What you need to do: Each record below should appear again exactly as written.

##### Material to process #####

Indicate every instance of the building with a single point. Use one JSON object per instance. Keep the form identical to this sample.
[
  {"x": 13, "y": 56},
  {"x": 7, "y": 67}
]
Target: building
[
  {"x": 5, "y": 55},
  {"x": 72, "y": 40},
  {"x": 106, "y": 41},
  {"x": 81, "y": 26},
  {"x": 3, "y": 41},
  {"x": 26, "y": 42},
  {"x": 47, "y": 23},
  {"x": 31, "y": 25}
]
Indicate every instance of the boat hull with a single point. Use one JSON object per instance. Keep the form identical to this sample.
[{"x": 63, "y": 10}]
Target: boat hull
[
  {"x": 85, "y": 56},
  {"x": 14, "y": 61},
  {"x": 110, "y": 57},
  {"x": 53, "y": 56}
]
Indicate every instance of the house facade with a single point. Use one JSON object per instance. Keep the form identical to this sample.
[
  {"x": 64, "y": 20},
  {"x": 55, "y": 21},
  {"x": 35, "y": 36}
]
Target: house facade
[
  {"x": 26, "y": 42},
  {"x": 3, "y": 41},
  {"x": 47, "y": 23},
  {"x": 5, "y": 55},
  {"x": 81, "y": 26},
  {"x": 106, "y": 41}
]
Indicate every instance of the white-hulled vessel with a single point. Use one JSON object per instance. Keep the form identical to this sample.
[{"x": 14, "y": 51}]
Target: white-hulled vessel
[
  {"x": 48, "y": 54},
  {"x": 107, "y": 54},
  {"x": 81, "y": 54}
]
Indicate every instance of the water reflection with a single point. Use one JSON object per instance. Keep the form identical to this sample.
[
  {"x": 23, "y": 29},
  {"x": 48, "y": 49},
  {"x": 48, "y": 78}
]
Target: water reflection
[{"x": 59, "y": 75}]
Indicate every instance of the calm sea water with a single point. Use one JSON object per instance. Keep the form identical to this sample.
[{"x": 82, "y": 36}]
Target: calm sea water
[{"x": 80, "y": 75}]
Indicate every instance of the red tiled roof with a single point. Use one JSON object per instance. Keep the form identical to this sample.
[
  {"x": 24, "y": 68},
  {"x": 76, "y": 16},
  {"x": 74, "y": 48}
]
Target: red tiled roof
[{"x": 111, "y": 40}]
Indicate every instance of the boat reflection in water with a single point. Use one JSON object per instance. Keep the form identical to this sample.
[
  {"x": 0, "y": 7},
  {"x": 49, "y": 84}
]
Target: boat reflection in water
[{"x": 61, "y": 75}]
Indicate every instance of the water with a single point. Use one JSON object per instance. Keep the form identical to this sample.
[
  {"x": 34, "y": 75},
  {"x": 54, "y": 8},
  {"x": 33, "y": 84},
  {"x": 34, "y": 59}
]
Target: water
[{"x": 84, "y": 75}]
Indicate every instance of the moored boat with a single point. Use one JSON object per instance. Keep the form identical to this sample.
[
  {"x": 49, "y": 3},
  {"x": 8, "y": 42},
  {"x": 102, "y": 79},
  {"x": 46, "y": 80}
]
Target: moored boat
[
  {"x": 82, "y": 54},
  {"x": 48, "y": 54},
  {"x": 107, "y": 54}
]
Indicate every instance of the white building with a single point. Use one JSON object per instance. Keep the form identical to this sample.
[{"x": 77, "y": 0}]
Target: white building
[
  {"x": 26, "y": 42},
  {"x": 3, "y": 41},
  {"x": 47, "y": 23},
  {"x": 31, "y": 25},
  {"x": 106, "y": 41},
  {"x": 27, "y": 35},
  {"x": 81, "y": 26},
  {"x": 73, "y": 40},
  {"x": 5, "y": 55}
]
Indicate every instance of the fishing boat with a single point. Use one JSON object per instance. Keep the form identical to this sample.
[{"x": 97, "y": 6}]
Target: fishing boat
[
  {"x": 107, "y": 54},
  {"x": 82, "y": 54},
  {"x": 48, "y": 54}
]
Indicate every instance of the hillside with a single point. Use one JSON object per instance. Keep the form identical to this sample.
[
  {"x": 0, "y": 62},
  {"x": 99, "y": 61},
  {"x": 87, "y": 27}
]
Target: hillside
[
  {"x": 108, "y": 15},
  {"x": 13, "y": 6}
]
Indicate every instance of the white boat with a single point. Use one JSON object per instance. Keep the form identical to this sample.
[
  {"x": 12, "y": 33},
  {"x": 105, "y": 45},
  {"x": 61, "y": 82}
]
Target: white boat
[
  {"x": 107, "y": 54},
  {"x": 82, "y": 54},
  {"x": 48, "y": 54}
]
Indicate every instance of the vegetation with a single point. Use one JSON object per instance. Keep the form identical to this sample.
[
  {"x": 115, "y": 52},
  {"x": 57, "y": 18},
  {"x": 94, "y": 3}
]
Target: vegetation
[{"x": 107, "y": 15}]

#####

Answer to this task:
Indicate every instance of the building with a single point. Use one JSON object per instance. Keep the form identical to this sample.
[
  {"x": 13, "y": 56},
  {"x": 7, "y": 67}
]
Target: building
[
  {"x": 5, "y": 55},
  {"x": 72, "y": 40},
  {"x": 106, "y": 41},
  {"x": 81, "y": 26},
  {"x": 3, "y": 41},
  {"x": 26, "y": 42},
  {"x": 47, "y": 23},
  {"x": 31, "y": 25}
]
Indicate every instance of the boat hull with a single point. Use one JSON object per instance. Keep the form identical to this sample.
[{"x": 63, "y": 10}]
Target: boat hull
[
  {"x": 85, "y": 56},
  {"x": 14, "y": 61},
  {"x": 110, "y": 57},
  {"x": 53, "y": 56}
]
Indicate every instance of the house facade with a single point. Use one JSON object per instance. Keep the form identical to this sample.
[
  {"x": 64, "y": 20},
  {"x": 55, "y": 21},
  {"x": 35, "y": 36}
]
Target: house facade
[
  {"x": 26, "y": 42},
  {"x": 3, "y": 41},
  {"x": 47, "y": 23},
  {"x": 5, "y": 55},
  {"x": 81, "y": 26},
  {"x": 106, "y": 41}
]
Indicate every instance of the white-hulled vessel with a single point. Use one JSON object per instance. Keep the form identical to this sample.
[{"x": 14, "y": 51}]
Target: white-hulled vessel
[
  {"x": 48, "y": 54},
  {"x": 107, "y": 54},
  {"x": 81, "y": 54}
]
Indicate every instance of the water reflection with a single point. Use one JSON object per instance. Keep the form identical to this sample.
[
  {"x": 23, "y": 29},
  {"x": 48, "y": 49},
  {"x": 48, "y": 78}
]
Target: water reflection
[{"x": 59, "y": 75}]
Indicate every instance of the calm sea water with a single point. Use one JSON object per instance. Keep the form identical to this sample.
[{"x": 82, "y": 36}]
Target: calm sea water
[{"x": 80, "y": 75}]
Indicate every instance of the red tiled roof with a single point. Use one JSON object per instance. Keep the form identical to this sample.
[
  {"x": 24, "y": 68},
  {"x": 76, "y": 16},
  {"x": 74, "y": 48}
]
Target: red tiled roof
[{"x": 111, "y": 40}]
Indicate every instance of the boat reflection in water with a single point. Use one JSON object per instance. Keep the form identical to this sample.
[
  {"x": 0, "y": 7},
  {"x": 49, "y": 84}
]
Target: boat reflection in water
[{"x": 61, "y": 75}]
Indicate every instance of the water with a single point. Use one JSON object per instance. Keep the form identical to this sample.
[
  {"x": 34, "y": 75},
  {"x": 54, "y": 8},
  {"x": 33, "y": 84},
  {"x": 34, "y": 59}
]
Target: water
[{"x": 84, "y": 75}]
Indicate every instance of the moored boat with a single point. Use one JSON object per instance. Keep the form identical to this sample.
[
  {"x": 49, "y": 3},
  {"x": 8, "y": 42},
  {"x": 102, "y": 79},
  {"x": 46, "y": 80}
]
Target: moored boat
[
  {"x": 82, "y": 54},
  {"x": 48, "y": 54},
  {"x": 107, "y": 54}
]
Indicate every instance of the white building with a single point. Use one JSON object per instance. Keep the form identical to this sample.
[{"x": 77, "y": 0}]
Target: white building
[
  {"x": 26, "y": 42},
  {"x": 3, "y": 41},
  {"x": 47, "y": 23},
  {"x": 31, "y": 25},
  {"x": 106, "y": 41},
  {"x": 27, "y": 35},
  {"x": 81, "y": 26},
  {"x": 73, "y": 40},
  {"x": 5, "y": 55}
]
Indicate every instance of the fishing boat with a single point. Use one JSON object per instance. Keep the form identical to this sample.
[{"x": 97, "y": 6}]
Target: fishing boat
[
  {"x": 107, "y": 54},
  {"x": 82, "y": 54},
  {"x": 48, "y": 54}
]
Indicate every instance of the hillside with a single point. Use one JSON object per instance. Keep the form identical to this sample.
[
  {"x": 0, "y": 62},
  {"x": 99, "y": 61},
  {"x": 87, "y": 27}
]
Target: hillside
[
  {"x": 108, "y": 15},
  {"x": 13, "y": 6}
]
Indicate every instance of the white boat with a single point. Use one JSON object per instance. Keep the form identical to this sample.
[
  {"x": 12, "y": 33},
  {"x": 105, "y": 45},
  {"x": 61, "y": 82}
]
Target: white boat
[
  {"x": 107, "y": 54},
  {"x": 82, "y": 54},
  {"x": 48, "y": 54}
]
Indicate every instance of the vegetation with a single point. Use one JSON object per instance. Keep the form identical to this sample.
[
  {"x": 115, "y": 52},
  {"x": 57, "y": 18},
  {"x": 94, "y": 3}
]
Target: vegetation
[{"x": 107, "y": 15}]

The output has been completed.